Anhand der Angaben
(A) Beantworten Sie anhand des Textes über die Familie Reinhardt:
(i) Welche Zeitschrift stellte die erste Schallplatte des Mike Reinhardt-Quintetts als „Schallplatte der Woche“ vor?
(ii) An welche Straße in Koblenz-Lützel zogen die Bewohner der „Einfachbauten“ nach und nach?
(iii) Welchen Titel trägt das Musiktheater, zu dem Dawelis Sohn die Musik gemacht hat?
(B) Schreiben Sie aus dem Text über die Familie Reinhardt einen Abschnitt wortgetreu ab: Beginnen Sie bei den Worten „Daweli baute dann“, und hören Sie nach „um die Reinhardts.“ auf.

Vorliegender Text
============

Daweli baute dann eine eigene Formation auf – das Mike Reinhardt-Quintett. „Chef“ war der damals 15 oder 16 Jahre alte älteste Sohn Dawelis - Mike Reinhardt. Daweli spielte da auch mit sowie andere Familienangehörige und auch Wedeli Köhler. Mit ihrer ersten Schallplatte hatten sie einen großen Erfolg, wurden im „Stern“ als „Schallplatte der Woche“ vorgestellt. An diesen Erfolg konnten sie dann aber zunächst nicht anknüpfen, es wurde ruhig um die Reinhardts.
Weniger glanzvoll waren die Wohnverhältnisse und die ganzen Umstände, in denen die Reinhardts damals lebten. Nach der Befreiung aus dem KZ waren sie zunächst in das Kernwerk der Feste Franz zurückgekehrt. Ende der 1950er Jahre brachte man sie in „Einfachbauten“ in der Rothenlänge in Koblenz-Mittelweiden unter. Da war es nicht zum Aushalten und nach und nach zogen die Einwohner von dort an den Schönbornslusterweg in Koblenz-Lützel. Das war der sog. Platz.
Das war für die Kinder eine unbeschwerte Zeit – sie hatten unheimlich viele Freiheiten, Spielkameraden und Möglichkeiten, ihrer Musik nachzugehen. Sie hatten aber keine Perspektive. Wenn sie zur Schule gingen – und das war keineswegs regelmäßig -, dann gingen sie zur Sonderschule. Aber Musik haben Sie immer gemacht – und zwar gute. Schon damals haben sie Helfer gefunden und diese Hilfe angenommen. Es war ein Arbeiterpriester, der in einem Bauwagen jahrelang mit und unter ihnen gelebt hat und der es mit Hilfe anderer geschafft hat, für diese Großfamilien an verschiedenen Orten von Koblenz angemessene Häuser zu finden. Dort wohnen sie seitdem, sind sesshaft und weiter heimisch geworden. Sie haben ihre Musik weiter gepflegt und auch viele Erfolge gehabt - natürlich gab es auch Rückschläge. Inzwischen haben sie weitere Unterstützer gefunden. Es hat sich sogar ein Verein gegründet, der sie und die Jugendarbeit fördert. Er heißt „Django Reinhardt Music Friends“. Durch dessen Initiative, vor allem durch die Initiative von dessen Vorsitzenden, die nicht nur eine ehemalige, sehr engagierte Lehrerin ist, sondern auch die Ehefrau des Oberbürgermeisters von Koblenz, habe ich dann vor drei Jahren den Kontakt zu Daweli Reinhardt bekommen, ihn bei Oberbürgermeisters zu Hause interviewt und dann das Büchlein geschrieben. – Vor einiger Zeit hat Dawelis Schicksal einen Freund eines von Dawelis Söhnen so sehr ergriffen, dass er ein kleines Theaterstück geschrieben hat. Dawelis Sohn hat die Musik dazu gemacht. Entstanden ist daraus ein Musiktheater mit dem Titel „Von schwarzen Augen und gelben Sternen“. Es thematisiert die Verfolgung von Sinti und Juden in der NS-Zeit. Das ist schon wirklich gut. Sehr gut daran ist, dass das alles Laien gemacht haben. Den Text hat ein bei der Straßenreinigung von Koblenz beschäftigter Arbeiter geschrieben. Die Musik stammt von Dawelis Sohn Django, der Hausmeister bei der Koblenzer Wohnungsbaugesellschaft ist. Und aufgeführt wird dieses Musiktheater von Hauptschülern Koblenzer Schulen. Und alles ist „multikulti“ – und es klappt sogar.

============

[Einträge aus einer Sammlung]
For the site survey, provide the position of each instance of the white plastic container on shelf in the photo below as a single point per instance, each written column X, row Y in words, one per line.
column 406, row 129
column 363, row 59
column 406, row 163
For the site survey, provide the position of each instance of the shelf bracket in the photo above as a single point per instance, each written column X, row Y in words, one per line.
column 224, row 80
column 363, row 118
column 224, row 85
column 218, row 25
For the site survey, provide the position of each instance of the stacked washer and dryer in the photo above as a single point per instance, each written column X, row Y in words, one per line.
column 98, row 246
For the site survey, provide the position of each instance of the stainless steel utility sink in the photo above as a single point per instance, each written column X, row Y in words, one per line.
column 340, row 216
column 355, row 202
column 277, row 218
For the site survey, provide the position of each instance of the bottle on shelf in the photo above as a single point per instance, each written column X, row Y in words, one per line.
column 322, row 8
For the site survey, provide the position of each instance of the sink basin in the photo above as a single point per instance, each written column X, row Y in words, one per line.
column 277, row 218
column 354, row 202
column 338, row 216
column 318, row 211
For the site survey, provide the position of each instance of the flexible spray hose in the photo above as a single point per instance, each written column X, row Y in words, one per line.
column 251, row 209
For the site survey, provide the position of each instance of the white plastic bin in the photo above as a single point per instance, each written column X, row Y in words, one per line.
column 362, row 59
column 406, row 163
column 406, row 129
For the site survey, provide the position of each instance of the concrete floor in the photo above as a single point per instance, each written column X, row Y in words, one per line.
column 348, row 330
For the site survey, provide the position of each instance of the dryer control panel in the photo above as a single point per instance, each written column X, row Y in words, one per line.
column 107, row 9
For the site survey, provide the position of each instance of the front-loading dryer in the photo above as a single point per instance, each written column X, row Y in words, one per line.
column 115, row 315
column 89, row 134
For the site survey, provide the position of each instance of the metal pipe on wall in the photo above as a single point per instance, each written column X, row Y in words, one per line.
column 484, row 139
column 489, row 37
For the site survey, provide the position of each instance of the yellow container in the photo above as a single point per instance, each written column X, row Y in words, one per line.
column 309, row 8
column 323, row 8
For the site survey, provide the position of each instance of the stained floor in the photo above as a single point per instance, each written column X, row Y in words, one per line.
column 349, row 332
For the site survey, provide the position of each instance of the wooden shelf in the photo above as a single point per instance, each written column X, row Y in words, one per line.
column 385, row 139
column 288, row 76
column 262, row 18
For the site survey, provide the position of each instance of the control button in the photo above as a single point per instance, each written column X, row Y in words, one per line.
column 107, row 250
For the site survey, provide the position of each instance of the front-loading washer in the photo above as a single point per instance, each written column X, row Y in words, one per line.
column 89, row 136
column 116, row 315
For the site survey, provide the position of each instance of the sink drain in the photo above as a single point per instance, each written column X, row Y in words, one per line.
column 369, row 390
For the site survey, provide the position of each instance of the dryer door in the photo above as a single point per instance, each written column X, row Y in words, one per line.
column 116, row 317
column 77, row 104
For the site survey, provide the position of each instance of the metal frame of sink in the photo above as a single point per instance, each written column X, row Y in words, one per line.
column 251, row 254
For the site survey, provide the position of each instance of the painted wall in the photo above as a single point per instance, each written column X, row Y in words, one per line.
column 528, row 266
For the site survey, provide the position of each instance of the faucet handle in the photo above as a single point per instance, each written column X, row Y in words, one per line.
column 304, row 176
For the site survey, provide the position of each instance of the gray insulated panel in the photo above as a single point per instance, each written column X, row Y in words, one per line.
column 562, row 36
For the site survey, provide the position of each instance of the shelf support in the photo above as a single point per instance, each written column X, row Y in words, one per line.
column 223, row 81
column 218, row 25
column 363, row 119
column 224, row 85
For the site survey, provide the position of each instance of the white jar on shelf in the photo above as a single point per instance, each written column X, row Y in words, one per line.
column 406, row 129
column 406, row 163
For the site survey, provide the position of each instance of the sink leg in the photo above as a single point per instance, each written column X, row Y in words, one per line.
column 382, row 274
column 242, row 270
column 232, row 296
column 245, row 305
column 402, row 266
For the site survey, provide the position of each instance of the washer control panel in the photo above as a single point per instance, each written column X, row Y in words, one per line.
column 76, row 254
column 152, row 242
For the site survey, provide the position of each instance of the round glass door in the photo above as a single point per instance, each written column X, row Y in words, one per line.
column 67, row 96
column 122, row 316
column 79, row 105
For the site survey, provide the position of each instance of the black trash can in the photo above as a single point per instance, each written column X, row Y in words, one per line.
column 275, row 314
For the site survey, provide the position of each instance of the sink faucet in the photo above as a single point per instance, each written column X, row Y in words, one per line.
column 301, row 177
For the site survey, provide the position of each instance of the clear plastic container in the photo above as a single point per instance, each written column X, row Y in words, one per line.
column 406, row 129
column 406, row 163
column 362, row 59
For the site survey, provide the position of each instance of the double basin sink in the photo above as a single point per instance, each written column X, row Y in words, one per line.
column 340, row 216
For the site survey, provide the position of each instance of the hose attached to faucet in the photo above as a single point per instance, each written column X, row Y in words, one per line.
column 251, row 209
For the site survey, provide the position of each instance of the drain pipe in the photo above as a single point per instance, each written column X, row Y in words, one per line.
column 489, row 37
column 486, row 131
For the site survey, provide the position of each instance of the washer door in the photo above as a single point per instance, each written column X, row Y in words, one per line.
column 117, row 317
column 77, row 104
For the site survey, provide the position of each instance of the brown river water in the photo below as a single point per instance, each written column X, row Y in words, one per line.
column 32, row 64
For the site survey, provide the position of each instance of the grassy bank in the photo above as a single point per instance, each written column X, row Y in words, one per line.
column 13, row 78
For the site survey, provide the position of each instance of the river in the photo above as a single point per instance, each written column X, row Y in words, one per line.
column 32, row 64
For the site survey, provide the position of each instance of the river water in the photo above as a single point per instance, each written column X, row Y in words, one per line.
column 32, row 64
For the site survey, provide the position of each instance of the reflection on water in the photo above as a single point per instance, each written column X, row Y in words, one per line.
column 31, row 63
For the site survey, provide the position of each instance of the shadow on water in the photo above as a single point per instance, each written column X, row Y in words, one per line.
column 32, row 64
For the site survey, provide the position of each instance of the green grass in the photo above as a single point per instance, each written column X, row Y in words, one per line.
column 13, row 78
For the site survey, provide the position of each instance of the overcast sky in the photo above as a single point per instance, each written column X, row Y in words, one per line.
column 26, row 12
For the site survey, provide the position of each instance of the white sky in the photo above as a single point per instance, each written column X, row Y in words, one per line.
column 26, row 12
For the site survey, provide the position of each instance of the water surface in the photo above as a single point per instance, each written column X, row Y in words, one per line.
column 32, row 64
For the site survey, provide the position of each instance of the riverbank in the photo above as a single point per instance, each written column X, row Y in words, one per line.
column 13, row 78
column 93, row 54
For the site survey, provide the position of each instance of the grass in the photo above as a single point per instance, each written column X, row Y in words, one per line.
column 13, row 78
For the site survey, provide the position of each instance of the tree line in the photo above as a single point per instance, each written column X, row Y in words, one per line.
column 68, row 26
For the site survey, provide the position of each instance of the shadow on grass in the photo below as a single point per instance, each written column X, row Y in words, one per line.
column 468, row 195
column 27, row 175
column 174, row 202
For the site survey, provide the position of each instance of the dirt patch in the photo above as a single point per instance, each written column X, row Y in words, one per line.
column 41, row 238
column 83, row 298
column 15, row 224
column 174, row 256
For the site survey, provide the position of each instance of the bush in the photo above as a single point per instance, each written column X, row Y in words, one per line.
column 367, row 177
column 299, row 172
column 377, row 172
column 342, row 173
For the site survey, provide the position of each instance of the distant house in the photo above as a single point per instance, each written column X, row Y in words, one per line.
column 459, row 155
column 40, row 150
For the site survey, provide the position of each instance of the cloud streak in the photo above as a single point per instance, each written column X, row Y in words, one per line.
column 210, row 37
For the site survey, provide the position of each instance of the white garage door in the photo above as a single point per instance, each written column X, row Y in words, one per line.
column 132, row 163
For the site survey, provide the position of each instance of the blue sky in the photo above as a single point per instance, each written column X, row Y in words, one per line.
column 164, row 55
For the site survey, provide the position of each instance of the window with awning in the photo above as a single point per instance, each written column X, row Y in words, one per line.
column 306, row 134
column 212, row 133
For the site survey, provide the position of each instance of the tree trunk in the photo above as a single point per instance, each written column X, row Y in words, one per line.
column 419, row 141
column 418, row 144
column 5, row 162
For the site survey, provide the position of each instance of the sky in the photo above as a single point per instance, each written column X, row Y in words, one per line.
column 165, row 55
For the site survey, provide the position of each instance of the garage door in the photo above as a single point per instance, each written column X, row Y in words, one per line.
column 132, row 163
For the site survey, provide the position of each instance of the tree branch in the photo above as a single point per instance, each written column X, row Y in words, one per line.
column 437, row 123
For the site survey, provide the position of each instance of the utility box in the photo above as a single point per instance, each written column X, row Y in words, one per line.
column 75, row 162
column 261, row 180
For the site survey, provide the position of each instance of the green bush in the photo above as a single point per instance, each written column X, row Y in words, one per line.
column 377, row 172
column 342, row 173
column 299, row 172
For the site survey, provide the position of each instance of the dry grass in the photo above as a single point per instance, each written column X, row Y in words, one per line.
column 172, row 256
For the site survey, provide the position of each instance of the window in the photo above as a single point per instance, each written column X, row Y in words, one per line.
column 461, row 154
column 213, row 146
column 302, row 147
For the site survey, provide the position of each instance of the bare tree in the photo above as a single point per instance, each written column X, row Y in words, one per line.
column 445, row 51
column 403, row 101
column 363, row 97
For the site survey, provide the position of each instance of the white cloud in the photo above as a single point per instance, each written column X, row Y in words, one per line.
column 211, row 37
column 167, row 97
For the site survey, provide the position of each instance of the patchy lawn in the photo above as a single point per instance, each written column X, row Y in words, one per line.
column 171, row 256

============

Lösungen zur Übung
(A)
(i) Der „Stern“.
(ii) An den Schönbornslusterweg.
(iii) „Von schwarzen Augen und gelben Sternen“.

(B)
Daweli baute dann eine eigene Formation auf – das Mike Reinhardt-Quintett. „Chef“ war der damals 15 oder 16 Jahre alte älteste Sohn Dawelis - Mike Reinhardt. Daweli spielte da auch mit sowie andere Familienangehörige und auch Wedeli Köhler. Mit ihrer ersten Schallplatte hatten sie einen großen Erfolg, wurden im „Stern“ als „Schallplatte der Woche“ vorgestellt. An diesen Erfolg konnten sie dann aber zunächst nicht anknüpfen, es wurde ruhig um die Reinhardts.